**WRITTEN INSTRUCTION**
Turn the data below into a JSON list of strings, one per line, starting at the line that contains "Thank you for the photo. Could you tag the light" and continuing through the last line of the data, leaving out any blank lines.

+===+

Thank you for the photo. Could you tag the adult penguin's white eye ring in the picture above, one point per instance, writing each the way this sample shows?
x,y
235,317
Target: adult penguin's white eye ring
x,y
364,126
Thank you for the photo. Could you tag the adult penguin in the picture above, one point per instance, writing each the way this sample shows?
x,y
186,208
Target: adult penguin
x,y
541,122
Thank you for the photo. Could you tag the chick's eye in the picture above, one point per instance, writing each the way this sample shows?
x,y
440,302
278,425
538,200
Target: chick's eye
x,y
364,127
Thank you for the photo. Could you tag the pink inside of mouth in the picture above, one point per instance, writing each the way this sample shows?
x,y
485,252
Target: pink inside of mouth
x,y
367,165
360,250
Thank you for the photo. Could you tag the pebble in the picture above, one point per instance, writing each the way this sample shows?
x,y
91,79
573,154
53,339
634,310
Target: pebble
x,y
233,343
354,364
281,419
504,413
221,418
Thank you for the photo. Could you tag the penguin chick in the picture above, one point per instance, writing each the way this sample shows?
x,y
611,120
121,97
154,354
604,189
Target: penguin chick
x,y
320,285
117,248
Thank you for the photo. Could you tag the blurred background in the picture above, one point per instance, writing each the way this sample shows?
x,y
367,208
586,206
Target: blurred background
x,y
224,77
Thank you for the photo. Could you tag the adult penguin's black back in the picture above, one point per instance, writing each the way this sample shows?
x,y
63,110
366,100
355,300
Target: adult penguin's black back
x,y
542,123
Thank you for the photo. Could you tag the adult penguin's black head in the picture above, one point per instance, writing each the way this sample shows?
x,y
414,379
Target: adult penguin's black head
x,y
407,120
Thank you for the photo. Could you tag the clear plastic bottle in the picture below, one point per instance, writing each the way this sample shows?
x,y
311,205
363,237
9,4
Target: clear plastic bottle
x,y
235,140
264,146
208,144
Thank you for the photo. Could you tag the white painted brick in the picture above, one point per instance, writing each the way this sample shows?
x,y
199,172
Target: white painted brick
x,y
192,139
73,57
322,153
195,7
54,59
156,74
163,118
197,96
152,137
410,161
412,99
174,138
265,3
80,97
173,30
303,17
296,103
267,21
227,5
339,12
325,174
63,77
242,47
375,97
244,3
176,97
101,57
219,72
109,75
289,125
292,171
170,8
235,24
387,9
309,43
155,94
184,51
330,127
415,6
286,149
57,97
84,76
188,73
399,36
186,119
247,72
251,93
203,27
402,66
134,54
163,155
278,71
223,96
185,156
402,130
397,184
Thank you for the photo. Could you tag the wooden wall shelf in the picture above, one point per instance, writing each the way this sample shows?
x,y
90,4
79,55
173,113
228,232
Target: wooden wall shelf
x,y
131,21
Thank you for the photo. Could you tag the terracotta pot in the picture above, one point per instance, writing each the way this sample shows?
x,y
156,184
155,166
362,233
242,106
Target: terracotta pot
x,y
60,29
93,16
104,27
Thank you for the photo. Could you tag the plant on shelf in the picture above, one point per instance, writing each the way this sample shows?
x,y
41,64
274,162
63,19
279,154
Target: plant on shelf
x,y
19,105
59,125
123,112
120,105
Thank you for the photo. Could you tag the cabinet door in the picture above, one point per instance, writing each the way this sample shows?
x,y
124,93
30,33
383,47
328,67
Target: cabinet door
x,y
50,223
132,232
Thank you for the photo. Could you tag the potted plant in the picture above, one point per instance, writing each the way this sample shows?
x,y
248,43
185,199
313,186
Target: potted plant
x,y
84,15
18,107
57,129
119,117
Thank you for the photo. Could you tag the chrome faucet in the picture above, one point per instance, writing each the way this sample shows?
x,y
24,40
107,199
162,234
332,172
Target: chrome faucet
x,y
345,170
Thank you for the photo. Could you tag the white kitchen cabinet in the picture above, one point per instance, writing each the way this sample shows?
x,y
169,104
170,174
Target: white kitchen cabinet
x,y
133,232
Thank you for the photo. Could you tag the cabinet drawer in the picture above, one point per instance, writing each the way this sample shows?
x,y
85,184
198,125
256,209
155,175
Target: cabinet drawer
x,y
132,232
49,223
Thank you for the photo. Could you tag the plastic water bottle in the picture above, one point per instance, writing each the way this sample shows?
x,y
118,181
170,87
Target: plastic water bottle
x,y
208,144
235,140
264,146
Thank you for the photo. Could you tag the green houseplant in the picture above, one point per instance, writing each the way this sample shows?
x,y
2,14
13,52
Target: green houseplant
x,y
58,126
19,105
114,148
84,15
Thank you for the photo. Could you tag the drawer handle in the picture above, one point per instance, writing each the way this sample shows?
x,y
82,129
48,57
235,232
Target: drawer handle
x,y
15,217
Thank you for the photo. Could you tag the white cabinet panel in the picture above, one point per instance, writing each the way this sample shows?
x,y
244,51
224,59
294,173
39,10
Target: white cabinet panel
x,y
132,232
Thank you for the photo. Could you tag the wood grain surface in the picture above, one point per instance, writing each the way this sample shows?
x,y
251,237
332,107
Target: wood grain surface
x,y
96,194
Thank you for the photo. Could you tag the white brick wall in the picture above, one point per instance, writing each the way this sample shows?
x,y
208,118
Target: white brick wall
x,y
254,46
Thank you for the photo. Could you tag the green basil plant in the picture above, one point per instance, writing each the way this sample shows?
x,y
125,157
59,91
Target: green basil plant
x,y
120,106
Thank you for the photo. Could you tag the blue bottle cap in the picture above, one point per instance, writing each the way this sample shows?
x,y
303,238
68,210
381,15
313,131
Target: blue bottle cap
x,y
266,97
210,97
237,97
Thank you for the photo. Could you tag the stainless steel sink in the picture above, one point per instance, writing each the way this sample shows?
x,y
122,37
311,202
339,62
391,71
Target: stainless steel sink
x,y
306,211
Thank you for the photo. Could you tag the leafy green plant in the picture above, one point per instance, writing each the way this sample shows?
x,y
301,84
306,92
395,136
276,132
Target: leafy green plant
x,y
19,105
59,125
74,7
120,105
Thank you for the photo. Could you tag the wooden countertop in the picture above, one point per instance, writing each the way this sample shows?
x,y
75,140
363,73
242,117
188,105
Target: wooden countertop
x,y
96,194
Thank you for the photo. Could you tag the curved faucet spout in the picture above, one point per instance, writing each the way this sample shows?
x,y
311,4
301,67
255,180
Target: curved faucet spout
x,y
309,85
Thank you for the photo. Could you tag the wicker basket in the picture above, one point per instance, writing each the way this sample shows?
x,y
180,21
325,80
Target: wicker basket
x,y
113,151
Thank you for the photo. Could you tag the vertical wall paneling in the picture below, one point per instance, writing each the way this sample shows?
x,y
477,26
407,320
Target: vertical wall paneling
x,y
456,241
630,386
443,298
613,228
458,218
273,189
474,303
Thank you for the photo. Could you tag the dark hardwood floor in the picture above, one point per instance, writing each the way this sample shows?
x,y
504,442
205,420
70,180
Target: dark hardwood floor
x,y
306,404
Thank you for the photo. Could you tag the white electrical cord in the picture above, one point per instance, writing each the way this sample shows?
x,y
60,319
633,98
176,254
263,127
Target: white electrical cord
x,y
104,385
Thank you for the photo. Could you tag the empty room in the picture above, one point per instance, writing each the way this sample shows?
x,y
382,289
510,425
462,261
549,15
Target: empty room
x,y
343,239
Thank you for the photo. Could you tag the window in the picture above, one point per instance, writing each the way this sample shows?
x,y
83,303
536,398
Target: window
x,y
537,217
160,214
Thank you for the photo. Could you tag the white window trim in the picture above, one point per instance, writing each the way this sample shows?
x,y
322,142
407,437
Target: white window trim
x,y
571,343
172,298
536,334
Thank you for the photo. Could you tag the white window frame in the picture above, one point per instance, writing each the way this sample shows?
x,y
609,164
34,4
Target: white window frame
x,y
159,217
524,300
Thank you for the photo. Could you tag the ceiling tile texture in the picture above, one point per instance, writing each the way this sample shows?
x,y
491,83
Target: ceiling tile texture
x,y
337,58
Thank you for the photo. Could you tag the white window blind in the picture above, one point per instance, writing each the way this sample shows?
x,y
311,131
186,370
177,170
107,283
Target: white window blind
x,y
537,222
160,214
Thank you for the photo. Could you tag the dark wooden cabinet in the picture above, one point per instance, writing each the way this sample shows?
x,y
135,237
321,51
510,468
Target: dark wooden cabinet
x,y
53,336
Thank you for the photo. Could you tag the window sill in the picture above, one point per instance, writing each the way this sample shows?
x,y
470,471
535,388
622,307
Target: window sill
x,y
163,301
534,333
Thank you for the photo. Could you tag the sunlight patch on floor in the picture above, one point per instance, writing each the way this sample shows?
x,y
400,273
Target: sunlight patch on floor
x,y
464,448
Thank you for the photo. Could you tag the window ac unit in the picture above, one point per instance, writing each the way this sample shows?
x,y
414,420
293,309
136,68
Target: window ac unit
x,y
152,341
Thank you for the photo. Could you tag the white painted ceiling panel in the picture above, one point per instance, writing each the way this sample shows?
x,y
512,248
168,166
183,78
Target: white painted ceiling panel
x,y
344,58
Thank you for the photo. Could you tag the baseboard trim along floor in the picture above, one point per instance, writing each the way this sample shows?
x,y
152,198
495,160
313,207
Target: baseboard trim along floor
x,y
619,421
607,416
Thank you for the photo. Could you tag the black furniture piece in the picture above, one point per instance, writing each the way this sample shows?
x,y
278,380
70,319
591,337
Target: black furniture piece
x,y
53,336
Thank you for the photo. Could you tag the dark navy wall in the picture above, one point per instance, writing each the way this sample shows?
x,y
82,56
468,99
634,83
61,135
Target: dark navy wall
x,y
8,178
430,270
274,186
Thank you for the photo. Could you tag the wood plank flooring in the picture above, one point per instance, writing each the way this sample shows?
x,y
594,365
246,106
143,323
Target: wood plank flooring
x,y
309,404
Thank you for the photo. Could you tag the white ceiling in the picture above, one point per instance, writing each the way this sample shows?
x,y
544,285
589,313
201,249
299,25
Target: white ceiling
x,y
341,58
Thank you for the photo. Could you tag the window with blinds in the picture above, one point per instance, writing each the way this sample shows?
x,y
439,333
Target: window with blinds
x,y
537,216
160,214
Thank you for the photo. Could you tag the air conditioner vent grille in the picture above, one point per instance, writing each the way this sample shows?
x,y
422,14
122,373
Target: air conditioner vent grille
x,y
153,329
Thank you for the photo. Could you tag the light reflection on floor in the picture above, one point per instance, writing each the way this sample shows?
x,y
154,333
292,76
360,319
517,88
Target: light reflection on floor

+===+

**TASK ANSWER**
[
  "Thank you for the photo. Could you tag the light reflection on floor in the picture above, one point per instance, writing each the way this sample shows?",
  "x,y",
  "154,333",
  "292,76",
  "360,319",
  "517,88",
  "Target: light reflection on floor"
]